**Exercise requirements**
Show every line of the items below that contains the word "background", copying each such line in full.

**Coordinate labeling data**
━━━

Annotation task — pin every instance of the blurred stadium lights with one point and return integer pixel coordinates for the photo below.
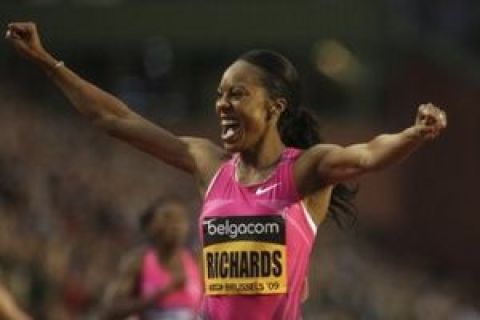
(158, 57)
(337, 62)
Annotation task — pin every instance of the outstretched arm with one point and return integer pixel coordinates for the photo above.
(324, 165)
(197, 156)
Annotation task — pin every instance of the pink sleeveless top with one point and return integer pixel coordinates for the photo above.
(154, 276)
(256, 245)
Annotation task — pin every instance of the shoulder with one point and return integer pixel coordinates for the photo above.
(306, 167)
(208, 158)
(311, 157)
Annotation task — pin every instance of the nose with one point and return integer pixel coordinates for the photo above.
(222, 104)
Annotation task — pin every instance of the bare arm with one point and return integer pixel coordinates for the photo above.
(113, 116)
(9, 309)
(324, 165)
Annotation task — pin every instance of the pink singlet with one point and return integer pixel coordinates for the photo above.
(256, 245)
(154, 276)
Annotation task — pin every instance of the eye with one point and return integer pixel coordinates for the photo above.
(237, 93)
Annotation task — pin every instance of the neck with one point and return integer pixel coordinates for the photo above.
(265, 153)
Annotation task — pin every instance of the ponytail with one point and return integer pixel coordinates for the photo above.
(298, 127)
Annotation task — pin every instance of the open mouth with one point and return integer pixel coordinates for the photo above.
(231, 130)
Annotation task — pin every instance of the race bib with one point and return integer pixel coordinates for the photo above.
(244, 255)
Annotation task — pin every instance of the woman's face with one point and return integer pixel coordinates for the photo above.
(242, 104)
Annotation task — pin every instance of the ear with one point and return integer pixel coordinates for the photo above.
(276, 107)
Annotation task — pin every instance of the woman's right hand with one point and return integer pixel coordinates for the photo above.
(25, 39)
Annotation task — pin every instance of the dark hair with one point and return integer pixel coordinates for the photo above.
(148, 214)
(298, 127)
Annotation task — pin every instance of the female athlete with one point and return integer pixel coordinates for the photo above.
(263, 199)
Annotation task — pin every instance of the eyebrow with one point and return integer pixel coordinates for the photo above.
(241, 86)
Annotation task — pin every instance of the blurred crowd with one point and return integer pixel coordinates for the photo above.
(69, 201)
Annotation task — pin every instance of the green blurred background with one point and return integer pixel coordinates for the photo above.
(70, 196)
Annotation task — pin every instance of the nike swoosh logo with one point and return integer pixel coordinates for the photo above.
(263, 190)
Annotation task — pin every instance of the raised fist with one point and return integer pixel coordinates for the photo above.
(25, 39)
(431, 120)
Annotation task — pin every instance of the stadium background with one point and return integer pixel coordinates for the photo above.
(70, 196)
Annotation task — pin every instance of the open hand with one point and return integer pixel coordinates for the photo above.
(431, 120)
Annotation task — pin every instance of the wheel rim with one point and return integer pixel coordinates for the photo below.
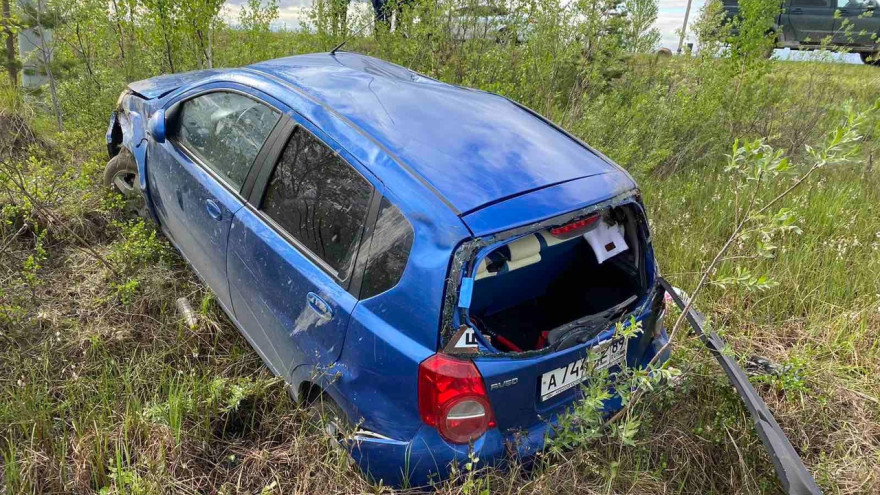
(124, 182)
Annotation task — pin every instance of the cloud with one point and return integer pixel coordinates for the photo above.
(670, 16)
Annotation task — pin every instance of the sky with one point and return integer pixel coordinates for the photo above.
(670, 16)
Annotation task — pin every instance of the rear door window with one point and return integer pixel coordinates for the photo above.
(225, 131)
(389, 250)
(319, 200)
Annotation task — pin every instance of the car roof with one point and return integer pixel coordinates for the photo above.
(471, 147)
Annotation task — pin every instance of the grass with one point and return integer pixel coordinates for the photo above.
(105, 389)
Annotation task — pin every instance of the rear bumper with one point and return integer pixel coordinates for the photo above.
(428, 457)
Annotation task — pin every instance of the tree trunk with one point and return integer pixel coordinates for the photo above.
(11, 63)
(46, 55)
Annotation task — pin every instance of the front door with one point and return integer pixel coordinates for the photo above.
(811, 21)
(199, 171)
(292, 251)
(859, 22)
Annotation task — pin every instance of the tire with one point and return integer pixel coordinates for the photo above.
(325, 414)
(870, 58)
(121, 176)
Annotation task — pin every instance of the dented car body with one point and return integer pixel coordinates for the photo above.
(436, 261)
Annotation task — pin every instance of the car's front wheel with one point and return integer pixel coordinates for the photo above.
(121, 175)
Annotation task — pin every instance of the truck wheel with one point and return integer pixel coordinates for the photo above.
(870, 58)
(121, 175)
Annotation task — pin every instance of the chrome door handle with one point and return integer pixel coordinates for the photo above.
(319, 305)
(213, 209)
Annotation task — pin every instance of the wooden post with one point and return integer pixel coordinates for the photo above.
(687, 14)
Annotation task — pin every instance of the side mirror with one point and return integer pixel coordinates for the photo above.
(156, 126)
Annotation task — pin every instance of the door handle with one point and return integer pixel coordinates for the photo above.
(319, 305)
(213, 209)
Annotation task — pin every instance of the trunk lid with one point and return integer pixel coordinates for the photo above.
(537, 205)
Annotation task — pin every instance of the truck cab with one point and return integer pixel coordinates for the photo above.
(813, 25)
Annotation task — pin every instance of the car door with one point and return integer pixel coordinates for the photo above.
(292, 251)
(811, 21)
(199, 171)
(858, 23)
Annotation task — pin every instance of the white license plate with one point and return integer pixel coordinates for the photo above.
(561, 379)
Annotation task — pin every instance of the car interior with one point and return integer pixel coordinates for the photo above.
(544, 281)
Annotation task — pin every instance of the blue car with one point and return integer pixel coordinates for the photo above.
(432, 261)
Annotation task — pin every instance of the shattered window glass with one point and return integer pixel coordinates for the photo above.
(389, 251)
(318, 199)
(226, 131)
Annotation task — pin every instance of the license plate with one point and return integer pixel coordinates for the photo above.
(561, 379)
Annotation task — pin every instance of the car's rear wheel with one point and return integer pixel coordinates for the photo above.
(870, 58)
(325, 414)
(121, 175)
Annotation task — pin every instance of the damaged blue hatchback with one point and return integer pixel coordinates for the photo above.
(431, 262)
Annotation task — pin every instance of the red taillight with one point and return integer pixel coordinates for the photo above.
(452, 398)
(573, 226)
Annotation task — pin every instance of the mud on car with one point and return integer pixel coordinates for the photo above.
(430, 262)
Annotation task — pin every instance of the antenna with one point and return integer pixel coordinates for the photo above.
(337, 47)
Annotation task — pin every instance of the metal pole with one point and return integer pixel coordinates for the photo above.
(687, 14)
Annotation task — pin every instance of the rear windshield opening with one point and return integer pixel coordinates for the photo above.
(560, 286)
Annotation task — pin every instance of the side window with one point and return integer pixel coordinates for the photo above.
(319, 199)
(389, 251)
(226, 131)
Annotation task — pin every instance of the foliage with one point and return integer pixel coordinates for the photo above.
(107, 391)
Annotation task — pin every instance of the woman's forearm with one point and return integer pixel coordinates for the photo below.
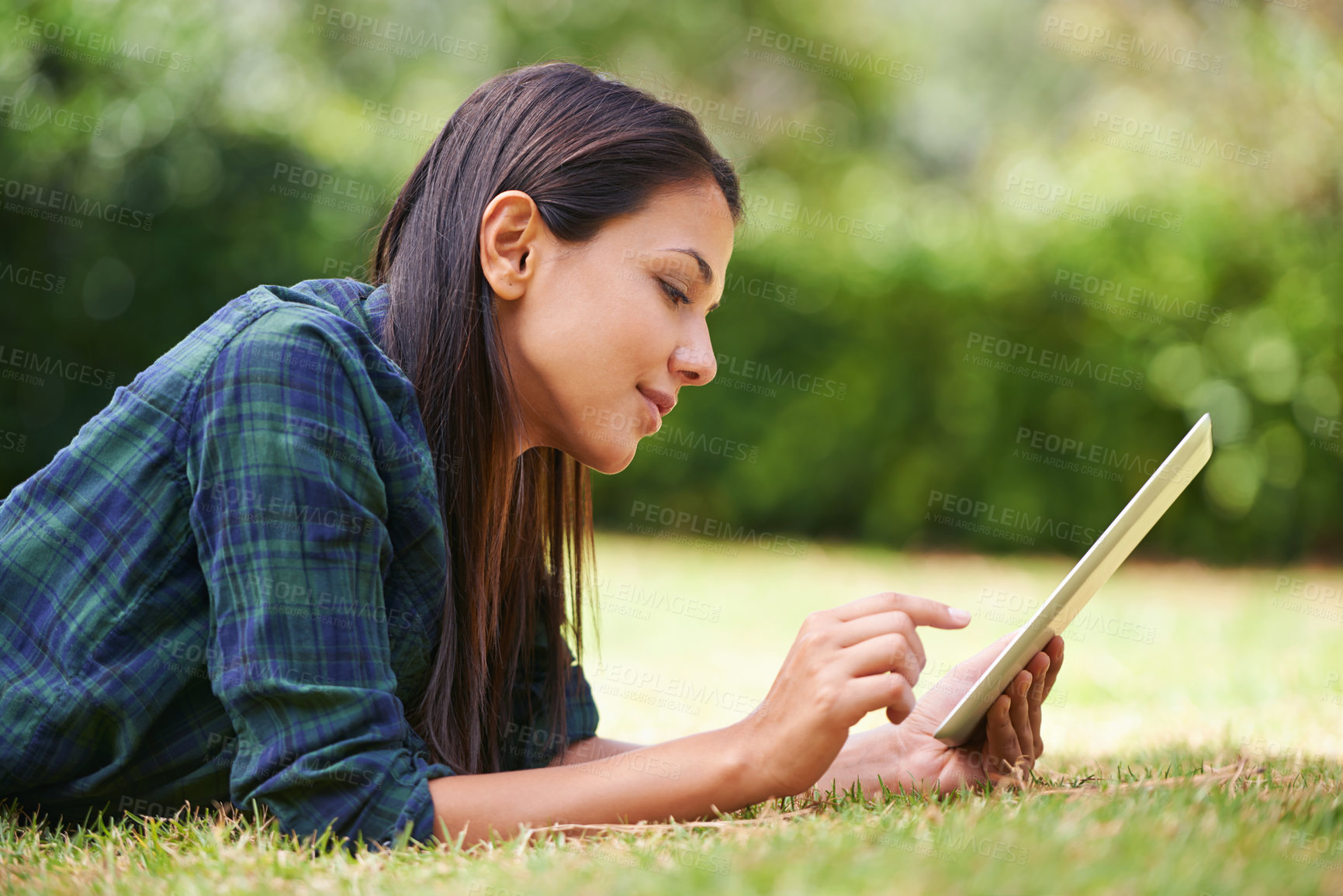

━━━

**Expected answer**
Annotation task — pin every instance of the green blurred background with one point and return integer pixel coordinates for the photo above.
Annotation task — pin every instance of the stadium background with one point and return integer pixel coordinates for the photo above.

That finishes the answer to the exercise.